-- INSTRUCTIONS FOR THE TASK --
Rewrite every line of the records below as a numbered list, skipping blank lines and omitting the pictures.

(Rows from a pointing dataset)
:::::

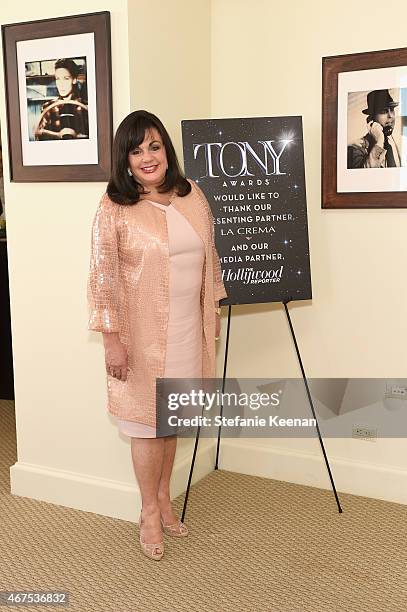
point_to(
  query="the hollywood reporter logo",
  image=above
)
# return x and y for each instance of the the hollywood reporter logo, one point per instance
(249, 275)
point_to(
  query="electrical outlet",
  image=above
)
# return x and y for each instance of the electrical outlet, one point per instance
(361, 432)
(394, 391)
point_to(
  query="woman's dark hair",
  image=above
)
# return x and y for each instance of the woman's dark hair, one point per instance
(123, 188)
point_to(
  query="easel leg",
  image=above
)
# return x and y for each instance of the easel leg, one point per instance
(312, 405)
(225, 363)
(199, 428)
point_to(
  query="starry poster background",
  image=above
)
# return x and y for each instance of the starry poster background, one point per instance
(252, 173)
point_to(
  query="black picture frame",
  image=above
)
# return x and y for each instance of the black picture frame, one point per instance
(97, 24)
(331, 67)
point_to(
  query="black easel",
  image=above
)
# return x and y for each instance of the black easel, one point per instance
(221, 412)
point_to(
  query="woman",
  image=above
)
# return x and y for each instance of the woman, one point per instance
(154, 289)
(64, 117)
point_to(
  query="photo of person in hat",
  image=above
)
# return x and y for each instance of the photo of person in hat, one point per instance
(378, 147)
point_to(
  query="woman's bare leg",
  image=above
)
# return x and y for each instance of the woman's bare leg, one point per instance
(164, 501)
(147, 455)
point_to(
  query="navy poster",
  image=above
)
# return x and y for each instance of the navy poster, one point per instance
(252, 173)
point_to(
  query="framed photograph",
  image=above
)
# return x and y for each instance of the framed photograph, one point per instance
(364, 130)
(59, 98)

:::::

-- REPLY --
1. point_to(
2.   query="the hollywood reporter logo",
3.   image=above
4. )
5. # return x and y for each instance of the the hollywood reporter logo, one point per instance
6. (249, 275)
7. point_to(
8.   query="electrical outlet",
9.   image=above
10. )
11. # return x and y for each instance of the electrical outlet, one point per instance
12. (361, 432)
13. (394, 391)
14. point_to(
15.   query="woman's dark hair",
16.   image=above
17. )
18. # return x and y for each instance of the woman's dark hair, one point per instance
19. (123, 188)
20. point_to(
21.   query="easel leg",
22.   image=above
23. )
24. # return x and y for each instance of the easel leg, one point per instance
25. (312, 405)
26. (225, 363)
27. (199, 428)
28. point_to(
29.   query="starry poster background",
30.   image=above
31. )
32. # return x and y for each instance of the starry poster background, one point per instance
33. (252, 173)
34. point_to(
35.   query="black picture frame",
36.   image=above
37. )
38. # return x and y for each instance of the black picture frame, one point per instance
39. (97, 24)
40. (331, 67)
41. point_to(
42.   query="black easel",
43.   image=above
44. )
45. # return x and y for each instance of the black easel, one point per instance
46. (221, 412)
47. point_to(
48.   query="woman",
49.   image=above
50. )
51. # return x and y for each instance of the woman, one point per instance
52. (154, 289)
53. (64, 117)
54. point_to(
55.   query="photo of person in hat",
56.   image=above
57. )
58. # return x and y for each instance of the photo of person in hat, one point per instance
59. (378, 147)
60. point_to(
61.   query="woman's bare leg",
62.   image=above
63. )
64. # return x and y for each instance of the woman's bare leg, one point per instance
65. (164, 501)
66. (147, 455)
67. point_to(
68.   query="navy poster",
69.   image=above
70. )
71. # return x and y for each instance of the navy poster, one point per instance
72. (252, 173)
73. point_to(
74.   query="framed photograph",
75.   image=above
76. )
77. # return x and y for each instance of the framed photograph, one point per instance
78. (364, 130)
79. (59, 98)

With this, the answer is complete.